→ **Assignment**
Please continue the mailing list post on connection scalability and GetSnapshotData(), picking up right after its last line.

(Extract provided)

Re: Improving connection scalability: GetSnapshotData() - Mailing list pgsql-hackers

From Andres Freund
Subject Re: Improving connection scalability: GetSnapshotData()
Date
Msg-id 20200816190012.nqzmtiaju6ndckb2@alap3.anarazel.de
Whole thread Raw
In response to Re: Improving connection scalability: GetSnapshotData()  (Tom Lane <tgl@sss.pgh.pa.us>)
List pgsql-hackers
On 2020-08-16 14:30:24 -0400, Tom Lane wrote:
> Andres Freund <andres@anarazel.de> writes:
> > 690 successful runs later, it didn't trigger for me :(. Seems pretty
> > clear that there's another variable than pure chance, otherwise it seems
> > like that number of runs should have hit the issue, given the number of
> > bf hits vs bf runs.
> 
> It seems entirely likely that there's a timing component in this, for
> instance autovacuum coming along at just the right time.  It's not too
> surprising that some machines would be more prone to show that than
> others.  (Note peripatus is FreeBSD, which we've already learned has
> significantly different kernel scheduler behavior than Linux.)

(End Extract provided)
(Input data)

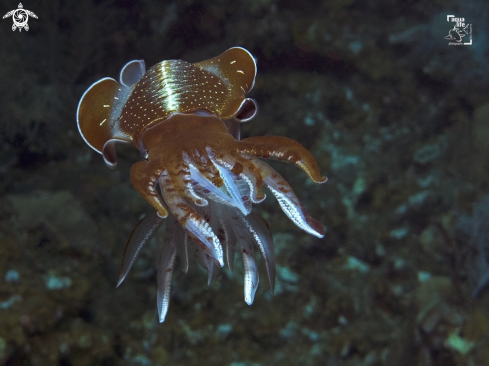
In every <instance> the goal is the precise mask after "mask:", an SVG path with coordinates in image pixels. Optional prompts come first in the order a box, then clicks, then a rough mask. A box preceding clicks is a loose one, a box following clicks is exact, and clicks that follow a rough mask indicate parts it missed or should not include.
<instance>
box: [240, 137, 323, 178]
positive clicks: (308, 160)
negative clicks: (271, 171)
mask: <svg viewBox="0 0 489 366" xmlns="http://www.w3.org/2000/svg"><path fill="white" fill-rule="evenodd" d="M237 146H238V150H239V152H240V153H241V154H243V155H245V156H252V157H255V158H263V159H274V160H279V161H284V162H288V163H292V164H294V165H297V166H298V167H299V168H301V169H302V170H304V172H306V174H307V175H308V176H309V178H311V180H312V181H313V182H315V183H324V182H326V181H327V180H328V178H327V177H323V176H321V173H320V172H319V168H318V165H317V162H316V159H314V157H313V156H312V154H311V153H310V152H309V151H307V150H306V149H305V148H304V147H303V146H302V145H301V144H299V143H298V142H297V141H294V140H292V139H289V138H287V137H281V136H257V137H248V138H246V139H243V140H241V141H240V142H239V143H238V144H237Z"/></svg>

(End Input data)

→ **Response to this exercise**
Yea. Interestingly there was a reproduction on linux since the initial
reports you'd dug up:

https://buildfarm.postgresql.org/cgi-bin/show_log.pl?nm=butterflyfish&dt=2020-08-15%2019%3A54%3A53

but that's likely a virtualized environment, so I guess the host
scheduler behaviour could play a similar role.

I'll run a few iterations with rr's chaos mode too, which tries to
randomize scheduling decisions...


I noticed that it's quite hard to actually hit the hot tuple path I
mentioned earlier on my machine. Would probably be good to have a tests
hitting it more reliably. But I'm not immediately seeing how we could
force the necessarily serialization.